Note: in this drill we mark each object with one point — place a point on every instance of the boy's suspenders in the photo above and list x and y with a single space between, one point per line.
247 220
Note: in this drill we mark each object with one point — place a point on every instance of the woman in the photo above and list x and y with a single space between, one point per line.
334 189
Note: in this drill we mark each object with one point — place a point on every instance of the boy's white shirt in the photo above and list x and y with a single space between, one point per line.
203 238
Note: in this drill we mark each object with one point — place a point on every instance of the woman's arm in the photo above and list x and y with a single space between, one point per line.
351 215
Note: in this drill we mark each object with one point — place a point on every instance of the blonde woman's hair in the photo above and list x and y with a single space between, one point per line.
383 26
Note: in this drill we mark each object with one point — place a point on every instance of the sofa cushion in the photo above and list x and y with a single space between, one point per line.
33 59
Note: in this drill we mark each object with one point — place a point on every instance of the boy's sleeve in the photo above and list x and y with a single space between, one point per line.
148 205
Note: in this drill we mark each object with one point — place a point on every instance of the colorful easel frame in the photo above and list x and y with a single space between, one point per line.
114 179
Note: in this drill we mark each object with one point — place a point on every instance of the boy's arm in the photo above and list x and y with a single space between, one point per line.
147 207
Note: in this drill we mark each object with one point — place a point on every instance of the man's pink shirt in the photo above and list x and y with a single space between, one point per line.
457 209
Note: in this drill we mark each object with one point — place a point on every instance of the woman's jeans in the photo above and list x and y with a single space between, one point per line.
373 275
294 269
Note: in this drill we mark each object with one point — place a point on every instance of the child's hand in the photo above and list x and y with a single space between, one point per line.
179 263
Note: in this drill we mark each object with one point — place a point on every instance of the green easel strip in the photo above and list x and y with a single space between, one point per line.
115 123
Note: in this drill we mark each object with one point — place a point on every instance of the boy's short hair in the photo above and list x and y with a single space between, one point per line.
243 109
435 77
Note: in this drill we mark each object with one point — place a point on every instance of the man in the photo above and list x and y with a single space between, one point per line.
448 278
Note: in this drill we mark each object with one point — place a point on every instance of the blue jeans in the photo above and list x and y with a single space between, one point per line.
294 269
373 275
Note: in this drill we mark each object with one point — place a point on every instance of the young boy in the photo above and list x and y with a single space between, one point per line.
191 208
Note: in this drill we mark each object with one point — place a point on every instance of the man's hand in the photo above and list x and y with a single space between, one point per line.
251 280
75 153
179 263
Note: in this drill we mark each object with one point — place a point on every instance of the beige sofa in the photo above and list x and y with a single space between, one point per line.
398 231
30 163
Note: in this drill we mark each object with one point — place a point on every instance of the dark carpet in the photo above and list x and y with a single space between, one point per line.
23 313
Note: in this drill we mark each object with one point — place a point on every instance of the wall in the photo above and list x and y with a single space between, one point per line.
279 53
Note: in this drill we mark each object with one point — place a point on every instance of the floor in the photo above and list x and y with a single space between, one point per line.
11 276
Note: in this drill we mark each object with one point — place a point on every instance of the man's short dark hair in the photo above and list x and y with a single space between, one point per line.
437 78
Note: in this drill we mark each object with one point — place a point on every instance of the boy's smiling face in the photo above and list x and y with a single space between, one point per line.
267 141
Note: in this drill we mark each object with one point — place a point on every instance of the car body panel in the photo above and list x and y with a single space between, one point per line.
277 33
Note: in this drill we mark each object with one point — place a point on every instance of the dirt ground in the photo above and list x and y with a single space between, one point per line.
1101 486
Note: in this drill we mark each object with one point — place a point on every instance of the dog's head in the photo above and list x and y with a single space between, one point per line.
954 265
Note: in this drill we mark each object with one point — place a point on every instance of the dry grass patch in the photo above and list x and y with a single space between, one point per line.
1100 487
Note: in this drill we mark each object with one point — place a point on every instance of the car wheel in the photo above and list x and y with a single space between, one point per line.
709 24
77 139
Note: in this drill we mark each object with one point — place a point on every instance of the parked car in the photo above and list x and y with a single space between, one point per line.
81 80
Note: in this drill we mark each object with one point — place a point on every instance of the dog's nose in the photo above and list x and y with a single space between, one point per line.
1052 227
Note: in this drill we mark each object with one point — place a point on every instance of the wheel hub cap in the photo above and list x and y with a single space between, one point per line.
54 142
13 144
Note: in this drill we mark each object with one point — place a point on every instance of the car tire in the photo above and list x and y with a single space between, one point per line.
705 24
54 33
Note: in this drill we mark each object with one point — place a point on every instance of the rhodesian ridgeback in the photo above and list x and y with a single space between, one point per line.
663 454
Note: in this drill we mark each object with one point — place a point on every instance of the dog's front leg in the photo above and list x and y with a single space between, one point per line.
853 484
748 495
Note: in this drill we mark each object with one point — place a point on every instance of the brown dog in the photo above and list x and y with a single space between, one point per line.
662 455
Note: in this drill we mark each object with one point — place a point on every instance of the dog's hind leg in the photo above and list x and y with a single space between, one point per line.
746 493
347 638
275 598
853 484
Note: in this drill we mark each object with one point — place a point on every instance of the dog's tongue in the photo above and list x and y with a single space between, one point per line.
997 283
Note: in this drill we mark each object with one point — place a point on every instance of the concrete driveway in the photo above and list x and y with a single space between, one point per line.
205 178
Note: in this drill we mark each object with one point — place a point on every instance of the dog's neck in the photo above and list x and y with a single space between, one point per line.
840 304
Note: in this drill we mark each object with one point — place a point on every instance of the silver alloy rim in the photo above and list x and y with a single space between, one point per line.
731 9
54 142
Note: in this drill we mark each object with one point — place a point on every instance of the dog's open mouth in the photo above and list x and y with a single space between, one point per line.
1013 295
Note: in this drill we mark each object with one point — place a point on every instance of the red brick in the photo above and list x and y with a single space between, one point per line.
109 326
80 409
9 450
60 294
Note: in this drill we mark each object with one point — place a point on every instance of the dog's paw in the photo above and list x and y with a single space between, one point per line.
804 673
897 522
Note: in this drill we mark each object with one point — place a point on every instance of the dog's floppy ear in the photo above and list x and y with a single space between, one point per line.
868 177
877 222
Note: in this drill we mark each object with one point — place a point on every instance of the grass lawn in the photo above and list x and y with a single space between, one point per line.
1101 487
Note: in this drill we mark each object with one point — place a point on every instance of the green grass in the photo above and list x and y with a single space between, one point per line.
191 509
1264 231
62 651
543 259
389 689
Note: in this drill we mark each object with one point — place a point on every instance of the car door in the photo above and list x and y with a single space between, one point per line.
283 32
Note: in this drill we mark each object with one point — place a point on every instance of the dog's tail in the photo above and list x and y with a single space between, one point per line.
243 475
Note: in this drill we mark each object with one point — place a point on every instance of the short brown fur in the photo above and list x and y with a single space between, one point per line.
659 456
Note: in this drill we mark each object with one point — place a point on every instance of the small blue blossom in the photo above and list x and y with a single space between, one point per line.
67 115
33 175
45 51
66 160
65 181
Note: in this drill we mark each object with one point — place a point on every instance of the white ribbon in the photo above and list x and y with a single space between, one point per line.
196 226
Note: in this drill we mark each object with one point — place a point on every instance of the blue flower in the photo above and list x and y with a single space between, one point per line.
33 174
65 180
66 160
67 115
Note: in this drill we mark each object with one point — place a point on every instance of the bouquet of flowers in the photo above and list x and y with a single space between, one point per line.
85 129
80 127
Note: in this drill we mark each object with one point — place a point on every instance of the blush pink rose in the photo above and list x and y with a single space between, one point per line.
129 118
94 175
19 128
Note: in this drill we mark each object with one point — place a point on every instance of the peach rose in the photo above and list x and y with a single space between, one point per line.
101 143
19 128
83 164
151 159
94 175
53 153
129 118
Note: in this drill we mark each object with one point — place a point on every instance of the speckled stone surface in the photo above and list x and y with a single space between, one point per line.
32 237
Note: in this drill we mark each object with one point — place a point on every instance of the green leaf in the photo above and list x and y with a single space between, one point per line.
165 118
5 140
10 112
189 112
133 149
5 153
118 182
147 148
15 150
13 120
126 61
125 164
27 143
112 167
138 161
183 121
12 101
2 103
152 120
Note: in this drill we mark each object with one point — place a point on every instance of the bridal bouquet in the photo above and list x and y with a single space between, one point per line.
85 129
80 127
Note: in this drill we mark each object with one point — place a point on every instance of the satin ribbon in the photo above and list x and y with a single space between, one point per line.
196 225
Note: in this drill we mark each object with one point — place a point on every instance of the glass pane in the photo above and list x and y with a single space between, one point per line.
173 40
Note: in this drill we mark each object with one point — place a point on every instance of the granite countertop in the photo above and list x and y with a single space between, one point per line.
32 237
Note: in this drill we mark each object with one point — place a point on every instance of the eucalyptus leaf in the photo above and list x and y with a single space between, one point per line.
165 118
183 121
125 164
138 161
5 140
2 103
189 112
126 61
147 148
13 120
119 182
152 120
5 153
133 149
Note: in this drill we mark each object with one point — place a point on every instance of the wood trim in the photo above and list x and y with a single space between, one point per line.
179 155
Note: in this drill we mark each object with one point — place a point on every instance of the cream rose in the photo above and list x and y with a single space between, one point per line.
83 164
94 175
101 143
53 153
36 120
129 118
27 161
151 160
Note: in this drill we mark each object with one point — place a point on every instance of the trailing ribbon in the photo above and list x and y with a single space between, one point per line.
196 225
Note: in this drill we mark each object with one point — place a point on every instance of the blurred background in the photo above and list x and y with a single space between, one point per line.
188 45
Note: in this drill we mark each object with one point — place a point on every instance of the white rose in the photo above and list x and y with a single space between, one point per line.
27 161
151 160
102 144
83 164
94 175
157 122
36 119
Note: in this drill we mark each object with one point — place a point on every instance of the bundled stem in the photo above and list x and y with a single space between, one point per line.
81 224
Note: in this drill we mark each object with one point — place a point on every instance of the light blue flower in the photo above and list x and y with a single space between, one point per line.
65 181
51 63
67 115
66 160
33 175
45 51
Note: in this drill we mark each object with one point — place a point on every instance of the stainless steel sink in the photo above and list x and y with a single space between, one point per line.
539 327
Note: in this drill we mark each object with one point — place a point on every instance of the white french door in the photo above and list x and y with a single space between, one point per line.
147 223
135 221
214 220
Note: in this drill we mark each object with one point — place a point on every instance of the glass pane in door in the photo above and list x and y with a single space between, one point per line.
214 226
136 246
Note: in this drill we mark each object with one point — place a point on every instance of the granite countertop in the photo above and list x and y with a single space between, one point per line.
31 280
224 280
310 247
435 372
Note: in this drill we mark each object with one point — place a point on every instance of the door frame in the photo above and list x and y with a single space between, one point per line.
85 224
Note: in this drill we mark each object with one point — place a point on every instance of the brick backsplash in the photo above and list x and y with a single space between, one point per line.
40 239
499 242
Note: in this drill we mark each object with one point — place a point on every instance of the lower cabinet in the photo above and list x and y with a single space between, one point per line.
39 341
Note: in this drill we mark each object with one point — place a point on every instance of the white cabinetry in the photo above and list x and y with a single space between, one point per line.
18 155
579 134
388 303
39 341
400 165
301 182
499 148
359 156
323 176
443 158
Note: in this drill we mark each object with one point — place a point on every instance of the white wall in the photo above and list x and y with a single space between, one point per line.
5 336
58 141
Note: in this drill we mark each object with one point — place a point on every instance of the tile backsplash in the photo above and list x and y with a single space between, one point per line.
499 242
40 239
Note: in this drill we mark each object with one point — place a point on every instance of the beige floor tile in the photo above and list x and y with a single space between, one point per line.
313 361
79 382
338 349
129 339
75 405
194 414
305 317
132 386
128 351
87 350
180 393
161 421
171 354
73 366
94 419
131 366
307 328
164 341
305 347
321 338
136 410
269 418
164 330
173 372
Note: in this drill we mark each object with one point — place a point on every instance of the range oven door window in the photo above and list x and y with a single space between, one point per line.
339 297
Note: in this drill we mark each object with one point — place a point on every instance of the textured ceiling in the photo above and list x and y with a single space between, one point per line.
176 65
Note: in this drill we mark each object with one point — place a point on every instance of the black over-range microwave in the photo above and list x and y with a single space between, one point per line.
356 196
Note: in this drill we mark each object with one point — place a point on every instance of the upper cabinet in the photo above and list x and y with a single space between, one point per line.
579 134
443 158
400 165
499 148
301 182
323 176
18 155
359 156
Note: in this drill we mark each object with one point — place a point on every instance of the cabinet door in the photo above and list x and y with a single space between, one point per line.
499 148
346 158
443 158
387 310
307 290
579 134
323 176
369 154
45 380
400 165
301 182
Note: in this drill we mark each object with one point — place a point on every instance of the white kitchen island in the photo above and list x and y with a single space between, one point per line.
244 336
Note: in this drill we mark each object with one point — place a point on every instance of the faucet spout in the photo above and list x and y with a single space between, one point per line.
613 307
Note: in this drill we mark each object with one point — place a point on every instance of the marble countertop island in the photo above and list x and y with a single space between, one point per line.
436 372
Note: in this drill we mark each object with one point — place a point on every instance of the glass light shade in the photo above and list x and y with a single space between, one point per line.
___
= Prompt =
Repeat exactly the lines above, starting with the line that contains "the white kitchen" and ending with the last line, both included, and nothing else.

= Full output =
Note: in this drill we mark each object with one point — place a point on every instance of the white kitchen island in the photo above and list x and y with a single space between, one point per line.
244 336
Note: in this drill we mark each object with one point — place a point on every instance of the faucet spout in the photo above and list x and y with a single space between, one point per line.
613 307
Note: in this drill we mark each object with one point — place a point on every instance of the marble countertop island in the photo above and list x and y with a single space between, one point per line.
436 372
Note: in this drill we mark each object with one point — place a point on every instance of the glass light shade in the photo above and list x and y with a single space between, one point per line.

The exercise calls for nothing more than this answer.